* Task
After finding the line containing "Highlight-reel tagging: indicate the black sneaker" below, please output that line and each following one through the line containing "Highlight-reel tagging: indicate the muddy", exactly as written.

----

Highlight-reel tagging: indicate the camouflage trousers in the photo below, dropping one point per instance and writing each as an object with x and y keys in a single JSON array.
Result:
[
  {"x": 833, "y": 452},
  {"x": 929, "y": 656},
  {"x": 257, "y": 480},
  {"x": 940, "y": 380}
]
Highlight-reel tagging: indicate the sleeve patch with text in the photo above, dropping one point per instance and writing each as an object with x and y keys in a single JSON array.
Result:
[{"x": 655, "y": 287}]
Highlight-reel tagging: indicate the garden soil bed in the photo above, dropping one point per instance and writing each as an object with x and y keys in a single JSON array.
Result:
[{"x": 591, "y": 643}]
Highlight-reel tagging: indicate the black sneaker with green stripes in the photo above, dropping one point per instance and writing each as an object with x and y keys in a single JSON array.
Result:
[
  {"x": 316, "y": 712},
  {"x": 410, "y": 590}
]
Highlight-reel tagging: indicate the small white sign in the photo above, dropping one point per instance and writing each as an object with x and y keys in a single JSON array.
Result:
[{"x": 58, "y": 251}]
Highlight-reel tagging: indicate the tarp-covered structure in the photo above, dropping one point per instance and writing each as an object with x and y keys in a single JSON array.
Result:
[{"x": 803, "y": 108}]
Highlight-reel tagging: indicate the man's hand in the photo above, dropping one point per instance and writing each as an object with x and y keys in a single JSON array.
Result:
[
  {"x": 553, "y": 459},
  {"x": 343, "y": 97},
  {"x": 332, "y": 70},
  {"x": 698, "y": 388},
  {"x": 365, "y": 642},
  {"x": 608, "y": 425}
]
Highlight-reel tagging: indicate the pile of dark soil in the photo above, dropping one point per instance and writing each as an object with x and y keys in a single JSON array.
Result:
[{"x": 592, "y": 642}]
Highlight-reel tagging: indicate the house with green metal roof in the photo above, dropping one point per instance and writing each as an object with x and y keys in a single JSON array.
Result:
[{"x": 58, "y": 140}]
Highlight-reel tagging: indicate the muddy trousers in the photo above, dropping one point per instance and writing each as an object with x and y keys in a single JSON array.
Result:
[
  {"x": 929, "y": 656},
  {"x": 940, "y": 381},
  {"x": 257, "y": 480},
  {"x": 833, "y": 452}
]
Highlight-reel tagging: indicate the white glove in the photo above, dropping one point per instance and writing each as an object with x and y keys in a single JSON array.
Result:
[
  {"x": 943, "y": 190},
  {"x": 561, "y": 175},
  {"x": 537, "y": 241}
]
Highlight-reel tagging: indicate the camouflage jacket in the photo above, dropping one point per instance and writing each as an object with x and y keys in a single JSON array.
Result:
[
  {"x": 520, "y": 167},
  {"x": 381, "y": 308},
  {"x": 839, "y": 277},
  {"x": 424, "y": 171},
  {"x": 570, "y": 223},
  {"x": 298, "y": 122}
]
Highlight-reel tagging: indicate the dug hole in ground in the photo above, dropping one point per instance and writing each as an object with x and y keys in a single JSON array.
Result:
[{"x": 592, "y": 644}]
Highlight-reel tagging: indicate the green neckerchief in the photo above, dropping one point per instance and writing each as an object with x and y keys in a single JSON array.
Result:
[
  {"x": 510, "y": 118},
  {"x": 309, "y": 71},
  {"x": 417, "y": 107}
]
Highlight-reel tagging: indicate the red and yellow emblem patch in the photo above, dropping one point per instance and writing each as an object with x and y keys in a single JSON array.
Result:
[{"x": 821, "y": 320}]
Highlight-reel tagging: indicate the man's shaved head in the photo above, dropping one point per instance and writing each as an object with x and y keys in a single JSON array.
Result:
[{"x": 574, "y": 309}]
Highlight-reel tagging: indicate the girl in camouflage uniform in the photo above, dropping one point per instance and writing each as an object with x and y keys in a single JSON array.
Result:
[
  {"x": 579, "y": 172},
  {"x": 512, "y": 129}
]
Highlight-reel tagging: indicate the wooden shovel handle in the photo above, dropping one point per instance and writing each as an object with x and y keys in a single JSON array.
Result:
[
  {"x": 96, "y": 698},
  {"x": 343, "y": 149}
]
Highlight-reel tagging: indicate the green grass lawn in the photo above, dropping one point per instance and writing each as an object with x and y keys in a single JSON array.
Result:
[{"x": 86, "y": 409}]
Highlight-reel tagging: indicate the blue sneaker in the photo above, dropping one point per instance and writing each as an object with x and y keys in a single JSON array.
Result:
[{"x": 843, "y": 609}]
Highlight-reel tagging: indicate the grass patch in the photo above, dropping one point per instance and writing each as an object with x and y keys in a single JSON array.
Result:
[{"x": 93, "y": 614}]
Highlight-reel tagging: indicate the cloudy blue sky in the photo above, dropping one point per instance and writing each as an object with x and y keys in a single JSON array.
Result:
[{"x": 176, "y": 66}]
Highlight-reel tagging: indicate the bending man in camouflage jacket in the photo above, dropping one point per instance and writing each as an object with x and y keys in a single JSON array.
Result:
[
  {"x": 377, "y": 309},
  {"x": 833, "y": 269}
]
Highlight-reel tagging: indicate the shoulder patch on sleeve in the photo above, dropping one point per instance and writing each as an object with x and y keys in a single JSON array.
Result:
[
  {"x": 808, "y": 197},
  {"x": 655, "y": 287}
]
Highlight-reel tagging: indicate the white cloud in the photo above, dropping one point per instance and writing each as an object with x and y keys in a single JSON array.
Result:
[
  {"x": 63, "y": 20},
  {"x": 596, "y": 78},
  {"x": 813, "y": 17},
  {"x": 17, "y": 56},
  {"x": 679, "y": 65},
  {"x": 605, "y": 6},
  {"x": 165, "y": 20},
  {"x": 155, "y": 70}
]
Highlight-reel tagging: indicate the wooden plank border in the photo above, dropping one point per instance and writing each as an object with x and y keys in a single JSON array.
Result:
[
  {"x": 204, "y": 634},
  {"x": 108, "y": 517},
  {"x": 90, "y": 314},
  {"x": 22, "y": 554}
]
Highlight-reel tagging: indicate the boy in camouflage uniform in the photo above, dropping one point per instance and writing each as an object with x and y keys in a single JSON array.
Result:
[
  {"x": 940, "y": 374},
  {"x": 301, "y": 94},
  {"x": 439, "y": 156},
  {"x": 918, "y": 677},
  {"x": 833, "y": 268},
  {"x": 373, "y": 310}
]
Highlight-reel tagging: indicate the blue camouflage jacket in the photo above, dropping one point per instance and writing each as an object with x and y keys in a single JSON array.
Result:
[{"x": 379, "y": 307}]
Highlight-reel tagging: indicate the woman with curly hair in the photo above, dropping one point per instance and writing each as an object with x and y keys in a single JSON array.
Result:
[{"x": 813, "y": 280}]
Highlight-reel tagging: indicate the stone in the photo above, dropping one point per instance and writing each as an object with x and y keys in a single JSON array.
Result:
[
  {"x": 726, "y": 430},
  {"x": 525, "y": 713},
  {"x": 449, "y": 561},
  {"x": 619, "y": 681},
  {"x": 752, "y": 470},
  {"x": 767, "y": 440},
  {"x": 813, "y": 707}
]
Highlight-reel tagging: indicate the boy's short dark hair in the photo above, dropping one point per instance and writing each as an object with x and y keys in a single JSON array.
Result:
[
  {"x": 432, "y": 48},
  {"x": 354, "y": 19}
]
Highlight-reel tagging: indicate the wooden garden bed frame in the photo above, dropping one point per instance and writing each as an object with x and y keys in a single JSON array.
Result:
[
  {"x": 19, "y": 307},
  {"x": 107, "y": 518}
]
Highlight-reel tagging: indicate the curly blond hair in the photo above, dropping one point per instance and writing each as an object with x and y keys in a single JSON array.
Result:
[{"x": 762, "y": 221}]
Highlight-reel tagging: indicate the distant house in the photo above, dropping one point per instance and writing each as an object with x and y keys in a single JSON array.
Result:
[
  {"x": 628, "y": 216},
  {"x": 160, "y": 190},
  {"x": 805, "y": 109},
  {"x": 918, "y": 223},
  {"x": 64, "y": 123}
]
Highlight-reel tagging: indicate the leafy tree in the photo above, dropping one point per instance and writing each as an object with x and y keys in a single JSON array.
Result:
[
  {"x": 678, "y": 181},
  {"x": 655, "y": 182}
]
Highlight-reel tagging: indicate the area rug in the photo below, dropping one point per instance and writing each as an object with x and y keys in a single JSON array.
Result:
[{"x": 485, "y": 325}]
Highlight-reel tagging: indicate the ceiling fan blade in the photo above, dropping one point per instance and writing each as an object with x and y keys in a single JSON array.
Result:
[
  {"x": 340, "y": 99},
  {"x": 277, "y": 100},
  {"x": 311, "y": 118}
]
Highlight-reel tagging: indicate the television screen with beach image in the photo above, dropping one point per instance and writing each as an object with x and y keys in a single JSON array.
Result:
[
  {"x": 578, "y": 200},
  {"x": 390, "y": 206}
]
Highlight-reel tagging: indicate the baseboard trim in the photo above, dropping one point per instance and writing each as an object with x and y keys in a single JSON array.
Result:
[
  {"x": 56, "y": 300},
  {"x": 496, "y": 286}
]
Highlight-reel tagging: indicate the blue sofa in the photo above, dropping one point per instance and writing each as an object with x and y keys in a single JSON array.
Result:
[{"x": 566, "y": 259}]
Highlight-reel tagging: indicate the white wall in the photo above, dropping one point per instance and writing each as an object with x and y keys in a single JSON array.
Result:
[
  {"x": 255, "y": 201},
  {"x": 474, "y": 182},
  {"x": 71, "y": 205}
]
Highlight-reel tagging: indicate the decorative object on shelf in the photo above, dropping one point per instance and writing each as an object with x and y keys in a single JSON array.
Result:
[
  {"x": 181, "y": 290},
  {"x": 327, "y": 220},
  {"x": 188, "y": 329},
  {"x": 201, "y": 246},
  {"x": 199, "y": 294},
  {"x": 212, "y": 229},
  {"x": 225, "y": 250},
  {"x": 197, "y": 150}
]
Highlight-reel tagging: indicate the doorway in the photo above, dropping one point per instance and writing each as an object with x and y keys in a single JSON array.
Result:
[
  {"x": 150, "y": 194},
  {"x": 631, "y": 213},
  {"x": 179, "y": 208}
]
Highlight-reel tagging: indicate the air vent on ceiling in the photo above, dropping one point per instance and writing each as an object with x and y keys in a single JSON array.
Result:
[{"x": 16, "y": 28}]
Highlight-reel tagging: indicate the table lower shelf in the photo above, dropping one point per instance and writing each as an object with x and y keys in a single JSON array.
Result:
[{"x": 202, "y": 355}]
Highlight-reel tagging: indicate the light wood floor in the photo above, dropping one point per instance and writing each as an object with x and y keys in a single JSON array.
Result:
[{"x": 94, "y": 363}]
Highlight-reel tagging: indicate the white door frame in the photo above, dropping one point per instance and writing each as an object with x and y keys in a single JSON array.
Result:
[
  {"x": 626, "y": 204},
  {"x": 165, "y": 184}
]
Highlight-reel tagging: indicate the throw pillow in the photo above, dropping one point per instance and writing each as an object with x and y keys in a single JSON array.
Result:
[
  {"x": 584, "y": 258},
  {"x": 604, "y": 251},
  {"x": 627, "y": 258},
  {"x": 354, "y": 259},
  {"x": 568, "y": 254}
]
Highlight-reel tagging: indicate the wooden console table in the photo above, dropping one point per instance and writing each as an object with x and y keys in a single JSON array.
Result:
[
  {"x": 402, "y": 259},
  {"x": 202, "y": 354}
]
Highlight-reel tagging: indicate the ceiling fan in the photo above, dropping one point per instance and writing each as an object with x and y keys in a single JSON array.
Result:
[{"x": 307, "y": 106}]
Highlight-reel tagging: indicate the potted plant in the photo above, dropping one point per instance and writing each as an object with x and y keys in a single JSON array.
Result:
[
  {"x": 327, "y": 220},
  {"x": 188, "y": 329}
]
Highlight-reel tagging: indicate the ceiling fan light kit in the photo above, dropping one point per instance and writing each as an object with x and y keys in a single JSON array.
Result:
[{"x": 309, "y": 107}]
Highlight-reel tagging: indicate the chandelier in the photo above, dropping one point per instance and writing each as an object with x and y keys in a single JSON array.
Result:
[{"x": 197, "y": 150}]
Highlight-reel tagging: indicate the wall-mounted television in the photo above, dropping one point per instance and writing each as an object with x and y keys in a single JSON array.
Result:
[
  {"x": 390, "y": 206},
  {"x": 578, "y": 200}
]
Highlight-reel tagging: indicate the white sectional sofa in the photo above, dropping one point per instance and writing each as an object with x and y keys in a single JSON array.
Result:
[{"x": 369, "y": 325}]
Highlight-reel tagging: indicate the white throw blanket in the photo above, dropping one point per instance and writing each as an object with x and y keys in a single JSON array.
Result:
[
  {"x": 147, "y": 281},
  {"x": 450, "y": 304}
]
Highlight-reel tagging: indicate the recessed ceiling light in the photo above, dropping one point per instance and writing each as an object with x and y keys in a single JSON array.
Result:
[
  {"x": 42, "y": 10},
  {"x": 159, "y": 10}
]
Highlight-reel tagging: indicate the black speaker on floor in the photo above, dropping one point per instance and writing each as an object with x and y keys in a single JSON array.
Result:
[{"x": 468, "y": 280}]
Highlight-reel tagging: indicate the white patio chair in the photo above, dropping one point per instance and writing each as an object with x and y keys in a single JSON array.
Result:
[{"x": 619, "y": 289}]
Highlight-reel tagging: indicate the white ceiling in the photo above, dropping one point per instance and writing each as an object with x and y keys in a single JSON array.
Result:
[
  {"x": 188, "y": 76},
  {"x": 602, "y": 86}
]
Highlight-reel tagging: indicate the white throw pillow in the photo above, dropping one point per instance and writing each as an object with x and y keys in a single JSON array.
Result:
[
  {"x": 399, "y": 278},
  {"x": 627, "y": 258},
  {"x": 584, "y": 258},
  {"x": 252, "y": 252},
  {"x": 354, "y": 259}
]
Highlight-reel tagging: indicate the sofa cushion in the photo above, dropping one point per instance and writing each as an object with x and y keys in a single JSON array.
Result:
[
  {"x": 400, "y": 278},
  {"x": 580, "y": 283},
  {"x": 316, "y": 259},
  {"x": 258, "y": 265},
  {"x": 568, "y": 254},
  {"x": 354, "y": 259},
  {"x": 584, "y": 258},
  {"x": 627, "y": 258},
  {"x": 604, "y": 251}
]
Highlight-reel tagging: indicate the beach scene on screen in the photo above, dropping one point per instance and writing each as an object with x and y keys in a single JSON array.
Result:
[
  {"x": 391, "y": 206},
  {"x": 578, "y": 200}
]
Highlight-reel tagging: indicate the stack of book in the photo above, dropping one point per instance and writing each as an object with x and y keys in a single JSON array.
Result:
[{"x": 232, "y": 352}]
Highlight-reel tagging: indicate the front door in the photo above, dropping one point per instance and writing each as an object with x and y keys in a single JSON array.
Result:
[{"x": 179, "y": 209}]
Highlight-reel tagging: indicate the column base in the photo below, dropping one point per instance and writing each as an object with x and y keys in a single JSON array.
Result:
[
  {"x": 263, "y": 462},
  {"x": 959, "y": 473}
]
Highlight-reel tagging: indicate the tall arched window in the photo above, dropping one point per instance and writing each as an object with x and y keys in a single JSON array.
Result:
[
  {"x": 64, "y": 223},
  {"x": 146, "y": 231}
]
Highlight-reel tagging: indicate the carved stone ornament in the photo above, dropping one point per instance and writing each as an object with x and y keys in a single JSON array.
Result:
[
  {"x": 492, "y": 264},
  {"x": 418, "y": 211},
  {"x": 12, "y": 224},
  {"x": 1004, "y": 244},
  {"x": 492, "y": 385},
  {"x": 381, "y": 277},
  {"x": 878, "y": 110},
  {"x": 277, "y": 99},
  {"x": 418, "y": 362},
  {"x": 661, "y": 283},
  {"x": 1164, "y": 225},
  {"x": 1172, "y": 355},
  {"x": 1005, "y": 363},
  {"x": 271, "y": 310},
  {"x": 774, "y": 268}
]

----

* Task output
Highlight-reel tagging: indicate the black sneaker with green stripes in the photo above, dropping one point per instance and writing each as an object with x and y keys in a single JSON array.
Result:
[
  {"x": 316, "y": 712},
  {"x": 410, "y": 590}
]
Highlight-reel tagging: indicate the small white sign in the photo above, dropping one point per instance and writing each as an object with x and y keys in a single JSON array.
Result:
[{"x": 58, "y": 251}]
Highlight-reel tagging: indicate the tarp-covered structure in the photo above, dropping one point per instance and writing each as an object with x and y keys in a single JSON array.
Result:
[{"x": 803, "y": 108}]
Highlight-reel tagging: indicate the man's hand in the photo above, dropping one point per instance and writing each as an object with x and y keys in a single JSON array.
Result:
[
  {"x": 553, "y": 459},
  {"x": 343, "y": 97},
  {"x": 332, "y": 70},
  {"x": 698, "y": 388},
  {"x": 365, "y": 642},
  {"x": 608, "y": 425}
]
Highlight-reel tagging: indicate the pile of dark soil in the photo above, dropping one point per instance and writing each as an object with x and y keys in a single JSON array.
Result:
[{"x": 592, "y": 642}]
Highlight-reel tagging: indicate the house with green metal roof in the photo above, dropping one point per instance and writing each as an object with x and y keys in a single JSON array.
Result:
[{"x": 58, "y": 140}]
Highlight-reel tagging: indicate the muddy trousers in the photo above, dropping one point per instance and writing each as an object with x and y keys in a single JSON array.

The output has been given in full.